■ What is asked ■
- A) Sum up the scanf thread in two sentences.
- B) From the scanf thread, pull out the passage starting at "But this function" and ending at "into an array?".
- C) In the scanf thread, who does the answer credit as the source of its code?

■ Supplied text ■
++++++

CODEWITHSUNDEEP
cwhile-loopscanf
user2147954
user2147954

Reputation: 2145

Accepting any number of inputs from scanf function

I am trying to read an unknown number of inputs using scanf function.

int a[100];
int i = 0;

while((scanf("%d", &a[i])) != '\n')
 i++;

// Next part of the code

But this function is not going to next part of the code, seems like there is an infinite while loop.

How Do I solve this logical error? Is there any other alternatives to scanf like sscanf to read integers into an array?

Upvotes: 5

Views: 48915

Answers (6)

AHTI
AHTI

Reputation: 11

i think the main problem is you do not know how many number you should read from input i found this answer from somewhere else and this is not mine , but is a great trick

#include <stdio.h> 
#include <stdlib.h> 

int main() { 
    int i=0, j=0; 
    int arr[10000]; 
    char temp; 
    do { 
       scanf("%d%c", &arr[i], &temp); 
       i++; 
    } while(temp != '\n'); 

    for(j=0; j<i; j++) { 
       printf("%d ", arr[j]); 
    } 

    return 0; 
}

this code belongs to Abhishek Bhattacharya (from Quora) (first answer)

++++++

■ Data extract ■
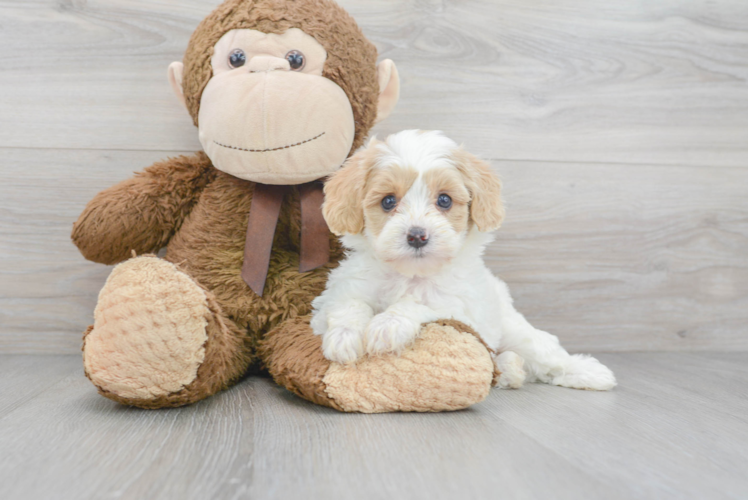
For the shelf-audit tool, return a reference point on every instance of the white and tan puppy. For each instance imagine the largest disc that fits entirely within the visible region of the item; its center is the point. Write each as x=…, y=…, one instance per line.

++++++

■ The answers ■
- A) A user trying to read an unknown number of integers into an array with scanf finds that their while loop, which compares scanf's return value to '\n', never moves on to the next part of the code, and asks how to fix it or what alternatives exist. One answer gives code that reads each number together with the character after it and keeps looping until that character is a newline; the answer credits this code to Abhishek Bhattacharya from Quora.

- B)
But this function is not going to next part of the code, seems like there is an infinite while loop.

How Do I solve this logical error? Is there any other alternatives to scanf like sscanf to read integers into an array?

- C) Abhishek Bhattacharya, from Quora.